Tâche demandée 1:
Selon le texte sur Tereska Torrès, quel rang occupe-t-elle parmi les femmes engagées chez les Volontaires Françaises ?
Tâche demandée 2:
Citez fidèlement le texte sur Tereska Torrès, de « Elle est la » à « de son père. ».

Texte fourni:
Tereska
Torrès est née en 1920 à Paris, ses parents, le
sculpteur Marek Szwarc et son épouse, Guina, sont des juifs polonais.
En 1940, suite à la fulgurante avancée allemande, Tereska
et sa mère se réfugient en Angleterre via Lisbonne. Son
père, qui combattait dans les forces armées polonaise
de France, est évacué de la Rochelle par la Royal Navy
britannique. A Londres, Tereska, qui n’a pas encore 19 ans, s’engage
chez les « Volontaires Françaises » (le Corps féminin
des Forces Françaises Libres du général de Gaulle).
Elle est la 16ème femme engagée chez les V.F. Elle travaille
au Quartier Général de Carlton Gardens, ensuite au BCRA,
puis elle suit les cours de l’école d’officiers à
Camberley. En Mai 44, elle épouse Georges Torrès, qui
fait partie de la 2éme Division Blindée du Général
Leclerc. La mère de Georges Torrès a épousé
Leon Blum et se trouve avec lui à Buchenwald. Georges Torrès
est tué en Octobre 1944, sur le front des Vosges, au cours des
combats pour la Libération. Leur fille, Dominique naitra quatre
mois après la mort de son père.
En 1947, elle
participe au tournage du documentaire « les illégaux »
sous la direction de Meyer Levin, ecrivain americain , film qui retrace
toute la route suivie par des survivants des camps de concentration,
qui, après la guerre, tentent de rejoindre la Palestine sur des
bateaux clandestins.
A l’arrivée à Haiffa, Meyer Levin et elle sont mis
en prison par les Britanniques. Le journal qu’elle a tenu pendant
tout ce voyage , n’a jusqu’ici eté publié
qu’en Allemagne sous le titre « Unerschrocken» (nous
n’avons pas peur).
En 1948, Tereska épouse Meyer Levin à Paris, puis, sur
les conseils de son mari, publie aux USA un roman de fiction au sujet
de son expérience de guerre sous le titre Women’s Barrack.

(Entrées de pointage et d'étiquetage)
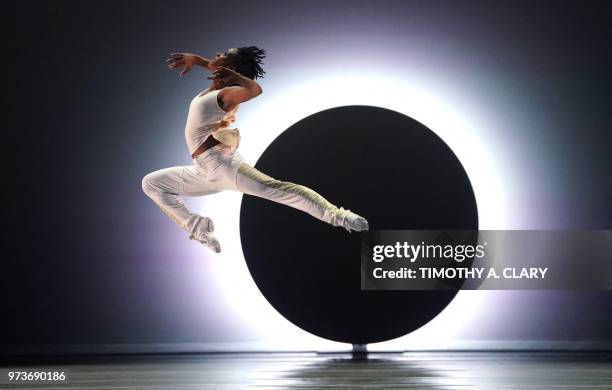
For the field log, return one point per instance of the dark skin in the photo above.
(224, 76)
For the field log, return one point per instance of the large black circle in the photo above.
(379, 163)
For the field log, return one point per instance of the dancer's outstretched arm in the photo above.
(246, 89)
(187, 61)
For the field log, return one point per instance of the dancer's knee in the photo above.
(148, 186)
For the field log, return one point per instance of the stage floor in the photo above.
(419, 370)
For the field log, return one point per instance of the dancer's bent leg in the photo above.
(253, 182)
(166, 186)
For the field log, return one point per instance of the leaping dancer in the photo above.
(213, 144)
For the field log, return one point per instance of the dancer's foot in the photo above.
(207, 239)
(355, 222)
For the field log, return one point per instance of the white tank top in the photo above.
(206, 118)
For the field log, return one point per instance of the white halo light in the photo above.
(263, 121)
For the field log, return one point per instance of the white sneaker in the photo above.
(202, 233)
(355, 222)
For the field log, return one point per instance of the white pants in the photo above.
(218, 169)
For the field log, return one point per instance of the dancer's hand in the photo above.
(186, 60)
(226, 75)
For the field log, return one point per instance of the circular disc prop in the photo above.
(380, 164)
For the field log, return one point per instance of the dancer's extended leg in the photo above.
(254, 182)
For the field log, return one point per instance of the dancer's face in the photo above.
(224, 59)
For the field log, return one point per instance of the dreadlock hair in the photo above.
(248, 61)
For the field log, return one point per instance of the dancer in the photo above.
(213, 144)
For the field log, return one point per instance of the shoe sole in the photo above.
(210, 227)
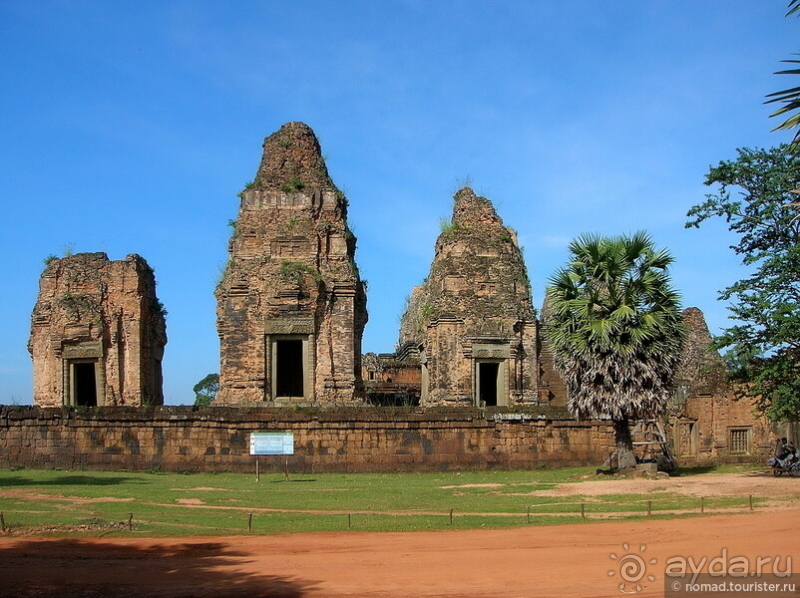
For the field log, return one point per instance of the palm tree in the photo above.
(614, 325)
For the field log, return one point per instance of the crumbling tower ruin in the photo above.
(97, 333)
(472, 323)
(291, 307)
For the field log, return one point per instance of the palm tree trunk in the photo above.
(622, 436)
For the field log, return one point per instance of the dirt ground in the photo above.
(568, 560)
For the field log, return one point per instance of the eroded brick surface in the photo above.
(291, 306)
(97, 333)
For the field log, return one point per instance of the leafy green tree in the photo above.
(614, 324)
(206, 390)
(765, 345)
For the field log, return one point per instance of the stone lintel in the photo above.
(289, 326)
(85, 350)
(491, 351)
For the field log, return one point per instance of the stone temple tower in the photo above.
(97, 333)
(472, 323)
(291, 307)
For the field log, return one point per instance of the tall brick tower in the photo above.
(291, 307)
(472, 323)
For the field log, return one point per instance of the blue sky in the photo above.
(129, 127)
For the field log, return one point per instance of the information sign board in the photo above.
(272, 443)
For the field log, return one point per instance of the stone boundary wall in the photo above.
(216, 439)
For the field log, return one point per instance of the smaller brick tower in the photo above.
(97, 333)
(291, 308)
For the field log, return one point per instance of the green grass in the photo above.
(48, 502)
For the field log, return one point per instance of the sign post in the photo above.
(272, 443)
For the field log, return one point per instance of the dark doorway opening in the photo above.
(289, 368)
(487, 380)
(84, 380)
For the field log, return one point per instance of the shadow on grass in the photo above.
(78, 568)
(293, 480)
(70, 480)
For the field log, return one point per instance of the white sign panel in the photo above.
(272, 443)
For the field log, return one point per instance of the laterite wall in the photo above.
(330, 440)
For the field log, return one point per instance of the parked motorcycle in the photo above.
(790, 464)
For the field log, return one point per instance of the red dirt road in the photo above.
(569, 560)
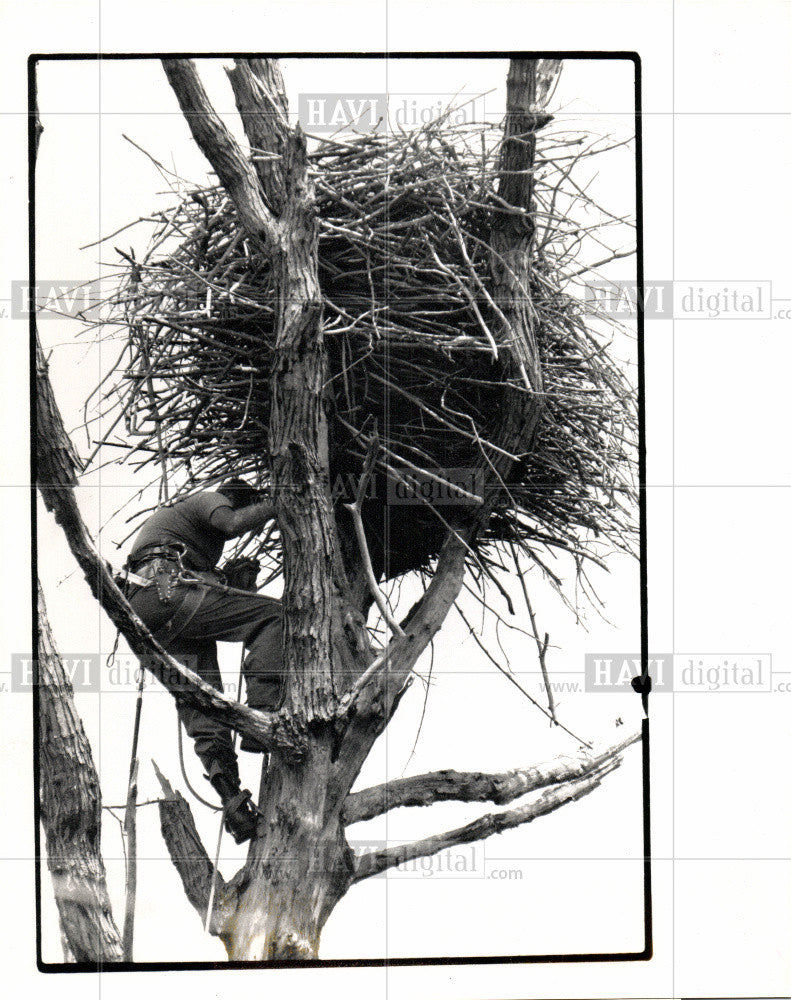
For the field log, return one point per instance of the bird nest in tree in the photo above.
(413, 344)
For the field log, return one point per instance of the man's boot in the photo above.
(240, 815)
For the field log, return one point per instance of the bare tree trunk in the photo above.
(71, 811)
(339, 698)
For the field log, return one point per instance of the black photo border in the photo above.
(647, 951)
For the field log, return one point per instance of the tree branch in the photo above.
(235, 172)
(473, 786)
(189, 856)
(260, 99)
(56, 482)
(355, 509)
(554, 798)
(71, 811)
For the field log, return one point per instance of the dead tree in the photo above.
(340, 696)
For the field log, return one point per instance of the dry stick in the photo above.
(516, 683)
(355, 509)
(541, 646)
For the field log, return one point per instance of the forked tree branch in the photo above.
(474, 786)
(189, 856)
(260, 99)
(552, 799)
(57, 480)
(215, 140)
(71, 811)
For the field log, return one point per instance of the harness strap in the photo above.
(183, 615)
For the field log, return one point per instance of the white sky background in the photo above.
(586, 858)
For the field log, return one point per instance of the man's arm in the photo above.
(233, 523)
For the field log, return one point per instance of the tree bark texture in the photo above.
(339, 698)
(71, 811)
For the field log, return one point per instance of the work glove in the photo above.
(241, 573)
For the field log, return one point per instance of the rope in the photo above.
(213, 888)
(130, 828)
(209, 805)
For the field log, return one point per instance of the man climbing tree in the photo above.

Réponse proposée 1:
Elle est la 16e femme engagée chez les Volontaires Françaises.

Réponse proposée 2:
Elle est la 16ème femme engagée chez les V.F. Elle travaille
au Quartier Général de Carlton Gardens, ensuite au BCRA,
puis elle suit les cours de l’école d’officiers à
Camberley. En Mai 44, elle épouse Georges Torrès, qui
fait partie de la 2éme Division Blindée du Général
Leclerc. La mère de Georges Torrès a épousé
Leon Blum et se trouve avec lui à Buchenwald. Georges Torrès
est tué en Octobre 1944, sur le front des Vosges, au cours des
combats pour la Libération. Leur fille, Dominique naitra quatre
mois après la mort de son père.